WHAT THE EXERCISE ASKS ::
Could you print all the rows below verbatim, with the pictures left out?

(Region labeling rows)
········

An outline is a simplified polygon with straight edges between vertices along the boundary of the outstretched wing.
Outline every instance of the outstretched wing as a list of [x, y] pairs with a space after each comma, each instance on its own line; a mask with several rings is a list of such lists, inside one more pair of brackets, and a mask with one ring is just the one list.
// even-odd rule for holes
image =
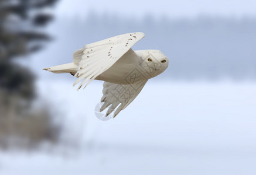
[[115, 117], [136, 98], [146, 82], [145, 80], [139, 83], [131, 85], [118, 85], [105, 82], [103, 84], [103, 96], [101, 99], [101, 102], [104, 103], [100, 111], [112, 104], [107, 111], [107, 117], [121, 103], [114, 114]]
[[84, 79], [77, 90], [88, 82], [86, 86], [109, 69], [144, 36], [144, 33], [141, 32], [127, 33], [84, 46], [82, 48], [83, 55], [74, 75], [78, 79], [73, 86]]

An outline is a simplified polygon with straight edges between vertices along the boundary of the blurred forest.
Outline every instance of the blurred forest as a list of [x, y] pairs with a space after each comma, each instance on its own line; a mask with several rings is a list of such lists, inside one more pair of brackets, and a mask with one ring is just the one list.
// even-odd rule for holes
[[56, 0], [0, 1], [0, 148], [32, 148], [56, 142], [60, 128], [45, 107], [35, 109], [35, 76], [15, 62], [43, 48]]

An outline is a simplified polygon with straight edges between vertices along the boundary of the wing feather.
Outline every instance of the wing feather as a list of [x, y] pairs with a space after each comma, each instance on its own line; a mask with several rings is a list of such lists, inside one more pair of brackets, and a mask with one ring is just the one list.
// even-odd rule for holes
[[97, 76], [109, 69], [144, 36], [144, 33], [141, 32], [127, 33], [85, 45], [82, 49], [83, 55], [75, 75], [78, 78], [73, 86], [84, 79], [77, 90], [87, 82], [86, 86]]

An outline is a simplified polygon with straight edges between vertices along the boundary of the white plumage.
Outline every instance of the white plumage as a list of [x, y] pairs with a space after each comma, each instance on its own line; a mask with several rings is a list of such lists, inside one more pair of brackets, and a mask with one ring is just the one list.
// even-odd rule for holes
[[168, 66], [168, 58], [159, 50], [131, 48], [144, 36], [141, 32], [127, 33], [86, 44], [74, 52], [73, 62], [44, 69], [74, 75], [77, 79], [73, 86], [81, 82], [77, 90], [94, 79], [105, 81], [100, 110], [111, 105], [107, 116], [121, 103], [114, 117], [134, 100], [149, 79]]

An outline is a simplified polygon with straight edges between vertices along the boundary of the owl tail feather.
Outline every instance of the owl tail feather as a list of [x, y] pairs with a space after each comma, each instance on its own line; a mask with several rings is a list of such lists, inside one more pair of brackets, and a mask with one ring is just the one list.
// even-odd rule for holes
[[77, 65], [73, 62], [70, 62], [45, 68], [43, 70], [48, 71], [55, 74], [70, 73], [74, 75], [77, 71]]

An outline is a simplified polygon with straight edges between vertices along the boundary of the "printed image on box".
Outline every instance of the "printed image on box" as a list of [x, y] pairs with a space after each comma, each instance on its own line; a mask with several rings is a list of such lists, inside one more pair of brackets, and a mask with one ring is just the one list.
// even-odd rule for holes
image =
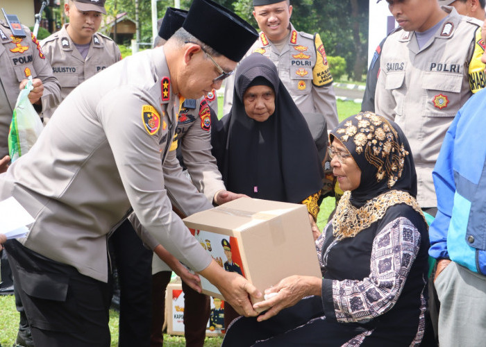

········

RESPONSE TO THE TASK ::
An outline is a simplified polygon with straight edges between vertices along the boundary of the outstretched wing.
Outline every instance of the outstretched wing as a list of [x, y] pairs with a space after each comma, each instance on its own line; a mask with several rings is a list of such lists, inside one more pair of brackets, and a mask with one ring is just the one list.
// even-odd rule for holes
image =
[[115, 117], [136, 98], [146, 82], [145, 80], [139, 83], [131, 85], [118, 85], [105, 82], [103, 84], [103, 96], [101, 99], [101, 102], [104, 103], [100, 111], [112, 104], [107, 111], [107, 117], [121, 103], [114, 114]]
[[84, 79], [77, 90], [88, 82], [86, 86], [109, 69], [144, 36], [144, 33], [141, 32], [127, 33], [84, 46], [82, 48], [83, 55], [74, 75], [78, 79], [73, 86]]

An outline is a simplified polygon with straight edges between vertices along the boundary of the blurred forest.
Outline every instance of the blurred forest as a list of [x, y] pairs with a space after each comma, each instance on its own line; a mask with several rings is a list of such lists, inside one more pair of brackets, and a mask with one ring is just the one list.
// even-odd rule for holes
[[56, 0], [0, 1], [0, 148], [32, 148], [56, 142], [60, 128], [45, 107], [35, 109], [35, 76], [15, 62], [43, 48]]

An outline is a simplified polygon with straight edges between vertices along the boundary of the wing feather.
Outline every instance of the wing feather as a list of [x, y] pairs with a space after each comma, each instance on its own line; a mask with several rings is a list of such lists, inside one more pair of brackets, and a mask with one ring is just the one list.
// even-odd rule for holes
[[97, 76], [109, 69], [144, 36], [144, 33], [141, 32], [127, 33], [85, 45], [82, 49], [83, 55], [75, 75], [78, 78], [73, 86], [84, 79], [77, 90], [87, 82], [86, 86]]

An outline is a simplified polygon with straight edges between vertices along the boundary of the white plumage.
Outline every instance of the white plumage as a list of [x, y] pairs with a space after each comma, each instance on its own line; a mask with several rings is a list of such lists, inside one more pair of brackets, and a mask with one ring is just the one list.
// even-odd rule for holes
[[168, 66], [168, 58], [159, 50], [131, 48], [144, 36], [141, 32], [127, 33], [86, 44], [74, 52], [73, 62], [44, 69], [74, 75], [77, 79], [73, 86], [81, 82], [77, 90], [94, 79], [105, 81], [100, 110], [111, 105], [107, 116], [121, 103], [114, 117], [134, 100], [149, 79]]

An outline is a simplified polygon with straight edges between vertices along the boundary of the owl tail feather.
Outline every instance of the owl tail feather as a list of [x, y] pairs with a space after each comma, each instance on its own line; a mask with several rings is a list of such lists, inside one more pair of brackets, and a mask with one ring is just the one list.
// even-odd rule for holes
[[77, 65], [73, 62], [70, 62], [45, 68], [43, 70], [48, 71], [55, 74], [70, 73], [74, 75], [77, 71]]

An outline is a simplified polygon with straight edges between vertices along the boundary of the "printed image on box".
Outline every instance of the "printed image on box" as a list of [x, y] pairs with a space after each comma, each instance on its own line; a mask with several rings is a list of such lists, inside one more pair of brackets, and a mask with one ring is just the one list.
// even-odd rule for holes
image =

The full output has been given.